• **Pointing dataset listing**
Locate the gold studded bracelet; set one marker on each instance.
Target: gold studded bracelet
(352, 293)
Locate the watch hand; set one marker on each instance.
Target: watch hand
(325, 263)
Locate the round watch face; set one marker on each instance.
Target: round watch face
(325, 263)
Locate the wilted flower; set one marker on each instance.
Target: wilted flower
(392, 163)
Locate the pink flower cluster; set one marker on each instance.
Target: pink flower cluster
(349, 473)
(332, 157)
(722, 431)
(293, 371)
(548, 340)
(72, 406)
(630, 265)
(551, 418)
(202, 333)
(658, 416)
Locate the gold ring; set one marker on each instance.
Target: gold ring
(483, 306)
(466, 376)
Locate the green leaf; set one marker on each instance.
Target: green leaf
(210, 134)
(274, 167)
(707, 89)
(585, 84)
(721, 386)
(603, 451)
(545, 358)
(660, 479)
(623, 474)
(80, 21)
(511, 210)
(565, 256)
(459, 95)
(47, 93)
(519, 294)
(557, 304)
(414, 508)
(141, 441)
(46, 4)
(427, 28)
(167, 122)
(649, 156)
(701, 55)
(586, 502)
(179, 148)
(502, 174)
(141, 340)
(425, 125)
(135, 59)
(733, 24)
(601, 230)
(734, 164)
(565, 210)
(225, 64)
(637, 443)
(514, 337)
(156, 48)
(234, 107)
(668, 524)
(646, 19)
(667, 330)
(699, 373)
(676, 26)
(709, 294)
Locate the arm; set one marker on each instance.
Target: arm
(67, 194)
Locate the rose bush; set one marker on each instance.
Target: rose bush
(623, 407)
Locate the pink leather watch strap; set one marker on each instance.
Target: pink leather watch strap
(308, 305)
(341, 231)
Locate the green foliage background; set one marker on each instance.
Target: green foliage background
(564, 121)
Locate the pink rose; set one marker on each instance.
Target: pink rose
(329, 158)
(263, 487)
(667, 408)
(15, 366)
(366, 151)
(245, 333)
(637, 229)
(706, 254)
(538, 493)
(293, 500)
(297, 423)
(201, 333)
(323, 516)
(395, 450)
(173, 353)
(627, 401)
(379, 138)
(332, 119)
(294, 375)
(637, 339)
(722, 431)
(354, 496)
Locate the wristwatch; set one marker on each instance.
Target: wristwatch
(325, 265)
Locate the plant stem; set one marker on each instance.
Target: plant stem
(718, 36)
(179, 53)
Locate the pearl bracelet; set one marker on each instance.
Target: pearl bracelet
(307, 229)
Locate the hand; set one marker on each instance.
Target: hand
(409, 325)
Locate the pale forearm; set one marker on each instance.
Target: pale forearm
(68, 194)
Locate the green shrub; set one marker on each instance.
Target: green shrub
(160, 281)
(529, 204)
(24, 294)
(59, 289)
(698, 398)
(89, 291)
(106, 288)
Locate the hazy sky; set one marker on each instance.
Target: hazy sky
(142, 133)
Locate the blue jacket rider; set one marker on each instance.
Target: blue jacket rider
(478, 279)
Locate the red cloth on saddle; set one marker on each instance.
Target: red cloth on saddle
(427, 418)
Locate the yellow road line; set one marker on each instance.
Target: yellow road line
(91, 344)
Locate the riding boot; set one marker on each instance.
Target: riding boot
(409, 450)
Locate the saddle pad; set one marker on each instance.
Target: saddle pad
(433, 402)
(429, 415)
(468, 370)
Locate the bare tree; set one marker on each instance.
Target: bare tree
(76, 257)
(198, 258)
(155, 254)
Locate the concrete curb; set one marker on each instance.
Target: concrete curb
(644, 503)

• **TO DO**
Rewrite the listing above, switching every "set one marker" to "place one point" and leaving everything else unchanged.

• **EXERCISE ANSWER**
Locate the gold studded bracelet; place one point on each instance.
Target: gold studded bracelet
(352, 293)
Locate the watch hand; place one point on each instance.
Target: watch hand
(325, 263)
Locate the round watch face; place one point on each instance.
Target: round watch face
(325, 263)
Locate the wilted flower; place one point on each instance.
Target: wilted flower
(392, 163)
Locate the pink flower cluster; place one point on each instance.
Target: pink flower cluster
(349, 473)
(332, 157)
(722, 431)
(293, 371)
(548, 340)
(72, 406)
(630, 265)
(551, 418)
(202, 333)
(658, 416)
Locate the gold ring; place one point on each instance.
Target: gold ring
(483, 306)
(466, 376)
Locate the green leaf; place one point on each instance.
Target: green leaf
(210, 134)
(274, 167)
(707, 89)
(585, 84)
(721, 386)
(603, 451)
(545, 358)
(660, 479)
(623, 474)
(80, 21)
(511, 210)
(565, 256)
(459, 95)
(47, 93)
(519, 294)
(557, 304)
(414, 508)
(141, 441)
(46, 4)
(427, 28)
(167, 122)
(649, 156)
(701, 55)
(586, 502)
(179, 148)
(502, 174)
(141, 340)
(425, 125)
(135, 59)
(733, 24)
(601, 230)
(734, 164)
(565, 210)
(225, 64)
(637, 443)
(514, 337)
(156, 48)
(234, 107)
(668, 524)
(646, 19)
(667, 330)
(699, 373)
(676, 26)
(709, 294)
Locate the arm; place one point on each instance.
Target: arm
(67, 194)
Locate the rose bush; place one point on each instance.
Target: rose bush
(623, 407)
Locate the pink leather watch strap; place one point on each instance.
Target: pink leather watch strap
(308, 305)
(341, 231)
Locate the green foliage background; place one point on each instance.
Target: green foliage background
(564, 121)
Locate the pink rose; place one point on each instance.
Target: pink rose
(329, 158)
(263, 487)
(667, 408)
(15, 366)
(366, 151)
(245, 333)
(637, 229)
(706, 254)
(538, 493)
(293, 500)
(297, 423)
(201, 333)
(323, 516)
(395, 450)
(173, 353)
(627, 401)
(379, 138)
(332, 119)
(294, 375)
(637, 339)
(722, 431)
(354, 496)
Locate the wristwatch; place one point on each instance.
Target: wristwatch
(325, 265)
Locate the plant stem; place one point on each instance.
Target: plant stem
(718, 36)
(179, 53)
Locate the pearl bracelet; place one point on each instance.
Target: pearl bracelet
(307, 229)
Locate the hand; place one point on each instance.
Target: hand
(409, 325)
Locate the pale forearm; place one point on each instance.
Target: pale forearm
(68, 194)
Locate the green shrub; place one point on each instance.
Target: green shrub
(160, 281)
(529, 204)
(24, 294)
(59, 289)
(698, 398)
(89, 291)
(106, 288)
Locate the hazy sky; place one point on each instance.
Target: hazy sky
(142, 133)
Locate the blue jacket rider; place one point on each instance.
Target: blue jacket rider
(478, 279)
Locate the red cloth on saddle; place one point on each instance.
Target: red cloth on saddle
(427, 418)
Locate the yellow road line; place one point on each instance.
Target: yellow road line
(91, 344)
Locate the riding boot; place one point on each instance.
Target: riding boot
(409, 450)
Locate the saddle pad; place one point on each instance.
Target: saddle pad
(433, 402)
(429, 415)
(468, 370)
Locate the bare tree; place one point on each instance.
Target: bare tree
(76, 257)
(198, 258)
(155, 254)
Locate the concrete curb; place one point on each instance.
Target: concrete curb
(644, 503)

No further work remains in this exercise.